- _DATA SECTION_:
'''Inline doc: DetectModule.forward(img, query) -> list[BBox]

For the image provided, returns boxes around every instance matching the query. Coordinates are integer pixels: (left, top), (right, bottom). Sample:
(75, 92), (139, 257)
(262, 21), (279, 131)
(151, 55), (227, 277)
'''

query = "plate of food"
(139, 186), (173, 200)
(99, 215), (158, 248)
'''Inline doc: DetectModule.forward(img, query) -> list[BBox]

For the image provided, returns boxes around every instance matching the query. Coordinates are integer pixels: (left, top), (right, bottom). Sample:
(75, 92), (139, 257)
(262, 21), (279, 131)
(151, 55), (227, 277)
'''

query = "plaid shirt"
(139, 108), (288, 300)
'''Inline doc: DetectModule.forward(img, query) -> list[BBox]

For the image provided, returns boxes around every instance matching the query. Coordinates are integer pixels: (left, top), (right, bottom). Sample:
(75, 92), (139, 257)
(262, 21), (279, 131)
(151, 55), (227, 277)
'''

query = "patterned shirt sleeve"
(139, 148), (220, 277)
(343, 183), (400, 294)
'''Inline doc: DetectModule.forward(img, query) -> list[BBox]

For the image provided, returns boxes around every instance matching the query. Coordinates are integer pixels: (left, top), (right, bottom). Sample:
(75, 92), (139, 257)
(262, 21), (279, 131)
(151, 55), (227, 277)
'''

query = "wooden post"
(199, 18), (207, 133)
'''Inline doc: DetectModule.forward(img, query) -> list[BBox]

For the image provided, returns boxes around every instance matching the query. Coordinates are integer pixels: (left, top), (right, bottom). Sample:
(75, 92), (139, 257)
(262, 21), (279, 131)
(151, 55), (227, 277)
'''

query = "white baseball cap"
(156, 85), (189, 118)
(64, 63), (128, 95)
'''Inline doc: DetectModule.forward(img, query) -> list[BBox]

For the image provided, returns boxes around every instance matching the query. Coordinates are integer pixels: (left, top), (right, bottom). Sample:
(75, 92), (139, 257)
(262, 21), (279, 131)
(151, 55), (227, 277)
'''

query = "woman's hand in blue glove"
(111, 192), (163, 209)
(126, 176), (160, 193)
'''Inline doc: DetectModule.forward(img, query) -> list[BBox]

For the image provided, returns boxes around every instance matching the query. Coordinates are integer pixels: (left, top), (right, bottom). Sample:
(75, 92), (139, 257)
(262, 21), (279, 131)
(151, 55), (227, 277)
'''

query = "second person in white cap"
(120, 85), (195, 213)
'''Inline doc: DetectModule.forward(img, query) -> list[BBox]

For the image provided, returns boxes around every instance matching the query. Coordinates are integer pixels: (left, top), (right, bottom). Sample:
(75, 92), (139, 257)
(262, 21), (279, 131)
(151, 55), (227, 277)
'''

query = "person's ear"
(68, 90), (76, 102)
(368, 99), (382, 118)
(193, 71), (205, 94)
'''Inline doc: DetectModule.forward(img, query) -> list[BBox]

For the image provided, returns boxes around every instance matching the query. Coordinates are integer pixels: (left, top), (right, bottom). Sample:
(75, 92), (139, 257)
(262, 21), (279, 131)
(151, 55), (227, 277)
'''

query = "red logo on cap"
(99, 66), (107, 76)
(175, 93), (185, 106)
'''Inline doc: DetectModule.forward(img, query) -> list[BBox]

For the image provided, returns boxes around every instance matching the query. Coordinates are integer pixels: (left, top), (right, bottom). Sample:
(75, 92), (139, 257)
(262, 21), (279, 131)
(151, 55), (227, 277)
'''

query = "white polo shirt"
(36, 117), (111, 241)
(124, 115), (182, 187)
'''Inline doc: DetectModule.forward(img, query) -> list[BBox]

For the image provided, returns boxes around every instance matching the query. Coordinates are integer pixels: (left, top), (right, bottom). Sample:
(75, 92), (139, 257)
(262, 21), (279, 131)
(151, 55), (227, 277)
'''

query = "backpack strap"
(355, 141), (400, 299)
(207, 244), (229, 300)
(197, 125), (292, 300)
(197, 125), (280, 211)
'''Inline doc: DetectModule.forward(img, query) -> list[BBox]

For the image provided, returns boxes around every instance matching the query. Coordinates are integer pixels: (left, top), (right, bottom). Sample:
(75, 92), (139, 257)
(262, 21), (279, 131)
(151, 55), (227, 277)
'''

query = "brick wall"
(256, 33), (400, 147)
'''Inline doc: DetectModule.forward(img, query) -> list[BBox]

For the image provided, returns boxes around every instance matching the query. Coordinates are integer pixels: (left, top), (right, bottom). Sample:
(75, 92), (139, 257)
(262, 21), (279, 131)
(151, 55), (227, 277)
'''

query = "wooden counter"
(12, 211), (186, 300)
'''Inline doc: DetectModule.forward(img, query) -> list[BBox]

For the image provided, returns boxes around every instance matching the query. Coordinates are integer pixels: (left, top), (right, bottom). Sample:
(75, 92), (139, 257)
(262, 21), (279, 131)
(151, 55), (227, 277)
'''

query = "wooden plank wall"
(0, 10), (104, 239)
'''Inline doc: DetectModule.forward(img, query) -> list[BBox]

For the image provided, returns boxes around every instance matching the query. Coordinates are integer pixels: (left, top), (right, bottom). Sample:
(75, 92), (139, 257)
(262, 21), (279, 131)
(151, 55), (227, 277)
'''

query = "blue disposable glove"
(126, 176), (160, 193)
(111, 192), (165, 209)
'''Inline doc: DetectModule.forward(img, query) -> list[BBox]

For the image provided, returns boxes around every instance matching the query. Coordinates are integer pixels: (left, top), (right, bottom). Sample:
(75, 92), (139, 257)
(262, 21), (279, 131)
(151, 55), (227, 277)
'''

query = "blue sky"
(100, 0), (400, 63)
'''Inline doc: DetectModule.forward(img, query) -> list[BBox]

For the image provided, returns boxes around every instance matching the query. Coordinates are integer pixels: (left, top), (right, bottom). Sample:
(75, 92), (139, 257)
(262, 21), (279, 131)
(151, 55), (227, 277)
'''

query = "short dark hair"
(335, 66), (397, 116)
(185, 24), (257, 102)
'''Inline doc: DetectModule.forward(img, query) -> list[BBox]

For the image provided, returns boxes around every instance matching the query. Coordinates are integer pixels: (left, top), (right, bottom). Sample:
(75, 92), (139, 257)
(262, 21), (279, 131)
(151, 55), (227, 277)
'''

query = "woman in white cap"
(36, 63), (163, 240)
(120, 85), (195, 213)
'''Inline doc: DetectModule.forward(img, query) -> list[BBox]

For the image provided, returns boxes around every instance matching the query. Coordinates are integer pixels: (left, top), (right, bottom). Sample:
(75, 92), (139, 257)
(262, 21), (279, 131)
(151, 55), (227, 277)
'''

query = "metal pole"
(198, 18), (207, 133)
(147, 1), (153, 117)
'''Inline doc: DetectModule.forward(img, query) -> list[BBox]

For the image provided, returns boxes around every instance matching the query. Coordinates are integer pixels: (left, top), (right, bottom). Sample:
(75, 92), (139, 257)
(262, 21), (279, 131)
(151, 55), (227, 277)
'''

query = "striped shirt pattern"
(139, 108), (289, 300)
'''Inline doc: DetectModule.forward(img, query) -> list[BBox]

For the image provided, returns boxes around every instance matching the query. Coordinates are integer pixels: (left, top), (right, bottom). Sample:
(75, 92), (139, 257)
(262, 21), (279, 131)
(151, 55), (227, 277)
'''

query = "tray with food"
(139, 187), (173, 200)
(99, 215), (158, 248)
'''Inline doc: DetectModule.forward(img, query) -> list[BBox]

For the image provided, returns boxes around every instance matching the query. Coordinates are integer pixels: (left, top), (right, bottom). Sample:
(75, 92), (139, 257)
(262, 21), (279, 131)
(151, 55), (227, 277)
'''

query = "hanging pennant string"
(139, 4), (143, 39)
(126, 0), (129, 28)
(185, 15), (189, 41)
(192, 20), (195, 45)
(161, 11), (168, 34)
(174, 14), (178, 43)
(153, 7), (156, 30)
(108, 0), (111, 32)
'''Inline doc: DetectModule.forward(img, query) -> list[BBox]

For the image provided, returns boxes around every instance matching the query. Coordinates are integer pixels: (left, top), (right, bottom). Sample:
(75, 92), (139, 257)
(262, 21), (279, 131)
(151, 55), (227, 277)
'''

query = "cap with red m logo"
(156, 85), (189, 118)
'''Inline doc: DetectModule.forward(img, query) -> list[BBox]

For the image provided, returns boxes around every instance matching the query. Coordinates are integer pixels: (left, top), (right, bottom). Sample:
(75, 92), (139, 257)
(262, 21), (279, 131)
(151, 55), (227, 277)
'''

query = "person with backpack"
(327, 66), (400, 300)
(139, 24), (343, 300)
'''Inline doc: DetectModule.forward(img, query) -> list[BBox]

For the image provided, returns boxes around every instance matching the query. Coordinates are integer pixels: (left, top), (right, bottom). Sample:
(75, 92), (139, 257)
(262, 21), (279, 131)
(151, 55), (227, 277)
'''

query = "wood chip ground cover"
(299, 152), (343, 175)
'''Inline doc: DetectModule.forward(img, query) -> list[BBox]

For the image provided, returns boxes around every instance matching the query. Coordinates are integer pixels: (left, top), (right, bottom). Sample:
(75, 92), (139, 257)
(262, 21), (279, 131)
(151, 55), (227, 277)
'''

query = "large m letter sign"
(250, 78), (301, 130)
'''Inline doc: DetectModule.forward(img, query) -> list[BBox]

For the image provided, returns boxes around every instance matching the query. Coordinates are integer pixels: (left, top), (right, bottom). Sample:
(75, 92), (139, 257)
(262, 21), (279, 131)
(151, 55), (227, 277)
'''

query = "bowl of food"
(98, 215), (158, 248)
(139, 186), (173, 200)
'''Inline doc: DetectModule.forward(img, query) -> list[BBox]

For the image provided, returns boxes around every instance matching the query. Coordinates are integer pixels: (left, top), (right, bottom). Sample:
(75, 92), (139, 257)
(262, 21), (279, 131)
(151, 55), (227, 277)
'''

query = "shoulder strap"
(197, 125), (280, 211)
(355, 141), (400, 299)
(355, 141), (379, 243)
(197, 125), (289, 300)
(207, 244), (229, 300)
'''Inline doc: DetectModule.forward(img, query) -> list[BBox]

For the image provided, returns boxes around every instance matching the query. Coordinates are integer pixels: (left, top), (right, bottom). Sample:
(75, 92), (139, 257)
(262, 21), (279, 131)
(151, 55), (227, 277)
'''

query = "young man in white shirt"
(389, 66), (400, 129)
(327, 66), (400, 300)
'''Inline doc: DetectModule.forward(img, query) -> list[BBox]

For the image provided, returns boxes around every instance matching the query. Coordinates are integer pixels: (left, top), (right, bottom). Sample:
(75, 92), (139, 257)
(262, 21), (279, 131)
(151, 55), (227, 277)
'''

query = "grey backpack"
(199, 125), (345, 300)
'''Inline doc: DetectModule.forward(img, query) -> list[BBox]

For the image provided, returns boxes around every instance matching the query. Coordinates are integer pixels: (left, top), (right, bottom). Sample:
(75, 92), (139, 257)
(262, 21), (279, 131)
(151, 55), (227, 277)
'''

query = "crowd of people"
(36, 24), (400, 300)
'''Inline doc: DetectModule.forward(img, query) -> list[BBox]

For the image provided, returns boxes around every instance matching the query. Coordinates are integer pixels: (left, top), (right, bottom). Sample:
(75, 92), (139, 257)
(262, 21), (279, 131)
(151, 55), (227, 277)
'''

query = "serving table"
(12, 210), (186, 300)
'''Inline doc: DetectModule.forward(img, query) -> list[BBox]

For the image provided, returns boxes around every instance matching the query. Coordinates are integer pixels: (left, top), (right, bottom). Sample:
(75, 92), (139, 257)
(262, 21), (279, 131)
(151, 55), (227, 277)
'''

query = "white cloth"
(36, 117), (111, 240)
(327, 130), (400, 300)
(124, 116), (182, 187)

- _WHAT NEEDS TO BE DONE_:
Rescale the lines from the start of those above through the line that holds "(139, 108), (288, 300)", inclusive, reproducing every one of them with its request and multiplying each box coordinate in the answers by 1.9, rounded to whole numbers with halves rounded up. Leave the numbers in the requests and their format samples unchanged.

- _THE COMPLETED TASK_:
'''Inline doc: DetectModule.forward(img, query) -> list[BBox]

For the image provided, returns boxes around every instance matching the query. Coordinates are integer pixels: (left, top), (right, bottom). Sample:
(75, 92), (139, 257)
(262, 21), (279, 131)
(151, 55), (227, 277)
'''

query = "plate of food"
(264, 353), (329, 380)
(188, 409), (300, 471)
'''Inline doc: DetectModule.forward(img, query) -> list[BBox]

For the image provided, returns boxes around every instance matching the query. Coordinates are integer pixels: (left, top), (right, bottom). Sample:
(75, 92), (139, 257)
(262, 21), (279, 131)
(151, 55), (227, 277)
'''

query = "plaid shirt"
(264, 205), (547, 570)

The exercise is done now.